GIVEN RECORDS:
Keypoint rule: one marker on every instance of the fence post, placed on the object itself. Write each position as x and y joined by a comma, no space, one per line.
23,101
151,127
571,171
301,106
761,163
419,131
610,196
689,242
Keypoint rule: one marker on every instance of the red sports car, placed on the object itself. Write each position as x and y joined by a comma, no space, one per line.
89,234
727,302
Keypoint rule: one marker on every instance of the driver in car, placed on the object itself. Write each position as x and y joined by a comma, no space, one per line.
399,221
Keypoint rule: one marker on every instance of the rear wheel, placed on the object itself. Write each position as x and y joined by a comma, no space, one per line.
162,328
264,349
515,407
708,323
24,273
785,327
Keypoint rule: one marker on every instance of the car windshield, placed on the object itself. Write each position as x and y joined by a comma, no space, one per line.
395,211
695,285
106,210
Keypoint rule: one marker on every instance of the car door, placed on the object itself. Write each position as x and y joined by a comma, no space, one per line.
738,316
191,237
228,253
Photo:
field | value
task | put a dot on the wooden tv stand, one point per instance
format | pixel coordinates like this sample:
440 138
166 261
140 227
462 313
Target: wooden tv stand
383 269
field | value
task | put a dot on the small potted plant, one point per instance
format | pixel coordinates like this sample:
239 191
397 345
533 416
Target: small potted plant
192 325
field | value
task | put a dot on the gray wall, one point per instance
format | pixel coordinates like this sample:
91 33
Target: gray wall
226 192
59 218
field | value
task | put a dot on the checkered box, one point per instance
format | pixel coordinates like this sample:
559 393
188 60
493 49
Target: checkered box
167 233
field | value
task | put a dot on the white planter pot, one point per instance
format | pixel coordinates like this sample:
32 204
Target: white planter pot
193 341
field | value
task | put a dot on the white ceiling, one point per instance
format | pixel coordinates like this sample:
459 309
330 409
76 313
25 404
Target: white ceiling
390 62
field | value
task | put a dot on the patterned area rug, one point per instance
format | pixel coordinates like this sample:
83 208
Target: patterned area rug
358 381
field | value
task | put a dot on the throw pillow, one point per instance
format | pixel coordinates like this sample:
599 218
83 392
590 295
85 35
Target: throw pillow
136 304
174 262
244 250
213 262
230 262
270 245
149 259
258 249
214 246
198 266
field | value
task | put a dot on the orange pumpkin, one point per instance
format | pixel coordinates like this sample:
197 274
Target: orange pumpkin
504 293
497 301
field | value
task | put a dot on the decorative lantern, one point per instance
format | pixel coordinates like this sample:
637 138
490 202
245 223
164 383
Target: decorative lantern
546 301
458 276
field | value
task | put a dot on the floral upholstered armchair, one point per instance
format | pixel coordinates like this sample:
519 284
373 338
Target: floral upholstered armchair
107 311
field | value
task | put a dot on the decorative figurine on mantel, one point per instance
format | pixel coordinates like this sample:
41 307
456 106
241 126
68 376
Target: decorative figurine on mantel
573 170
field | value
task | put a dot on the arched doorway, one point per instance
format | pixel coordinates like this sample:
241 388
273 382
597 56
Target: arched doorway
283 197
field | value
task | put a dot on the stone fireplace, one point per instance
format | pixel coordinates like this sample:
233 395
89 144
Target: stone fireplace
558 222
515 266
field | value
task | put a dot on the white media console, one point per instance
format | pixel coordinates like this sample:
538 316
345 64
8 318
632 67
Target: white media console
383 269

EXERCISE DIRECTIONS: Retype the whole listing above exactly as it appears.

EXERCISE ANSWER:
Keypoint rule: one marker on every instance of the fence post, placed on the object itself. Write each position as x and y joined by a comma, no space, one per line.
23,101
151,127
571,171
301,106
761,163
419,131
610,196
689,242
Keypoint rule: one marker on every instance of the red sports car, placed on the object itself. Write each position as x and y joined by a comma, no space, one per line.
89,234
727,302
Keypoint rule: one marker on every instance of the driver in car, placed on the object itself. Write each position as x and y joined by a comma, no space, one per line.
399,221
Keypoint rule: one marker on every instance of the rear wheel, placed on the object itself. Write each position as x and y joined by a comma, no space, one per line.
162,328
264,349
515,407
708,323
24,273
785,327
Keypoint rule: one marker on every instance of the car windshield, placed on the object itself. Write each position as x and y joined by a comma, no space, one per line.
395,211
695,285
106,210
Keypoint rule: one marker on every instance of the car door, placed on the object itself. Write each position as x and y joined by a comma, no space, one per line.
738,316
191,237
228,253
Photo:
field | value
task | put a dot on the wooden tv stand, one point per instance
format | pixel coordinates like this sample:
440 138
166 261
140 227
462 313
Target: wooden tv stand
383 269
field | value
task | put a dot on the small potted plant, one point per instance
format | pixel coordinates like this sample:
239 191
397 345
533 416
Target: small potted plant
192 325
field | value
task | put a dot on the gray wall, one point per instance
format | pixel coordinates like this sample:
91 33
Target: gray wall
226 192
59 218
field | value
task | put a dot on the checkered box, one point per instance
format | pixel coordinates like this sample:
559 393
188 60
493 49
Target: checkered box
167 233
field | value
task | put a dot on the white planter pot, one point per instance
format | pixel coordinates like this sample:
32 204
Target: white planter pot
193 341
field | value
task | put a dot on the white ceiling, one point per instance
format | pixel coordinates like this sample:
459 309
330 409
76 313
25 404
Target: white ceiling
390 62
field | value
task | put a dot on the patterned area rug, one point per instance
format | pixel coordinates like this sample:
83 208
Target: patterned area rug
358 381
field | value
task | put a dot on the throw pillow, one point per instance
format | pixel coordinates like this sample:
599 218
83 392
590 295
85 35
Target: throw pillow
136 304
174 262
244 250
213 262
230 262
270 245
149 259
258 249
214 246
198 266
field | value
task | put a dot on the orange pumpkin, one point per instance
format | pixel coordinates like this sample:
197 274
Target: orange pumpkin
504 293
497 301
field | value
task | put a dot on the decorative lantern, one point per instance
format | pixel coordinates like this sample:
637 138
490 202
245 223
164 383
Target: decorative lantern
546 301
458 276
field | value
task | put a dot on the floral upholstered armchair, one point per instance
format | pixel coordinates like this sample:
519 284
373 338
Target: floral upholstered armchair
107 311
field | value
task | put a dot on the decorative figurine on mantel, one point per instance
format | pixel coordinates like this sample:
41 307
456 106
241 126
68 376
Target: decorative figurine on mantel
573 170
field | value
task | put a dot on the arched doorway, one point per instance
format | pixel coordinates like this sample:
241 388
273 382
597 56
Target: arched doorway
283 197
field | value
task | put a dot on the stone fireplace, one point per instance
format | pixel coordinates like this sample:
233 395
89 144
Target: stone fireplace
558 222
515 266
field | value
task | put a dot on the white media console, one point per instance
format | pixel coordinates like this sample:
538 316
345 64
8 318
632 67
Target: white media console
383 269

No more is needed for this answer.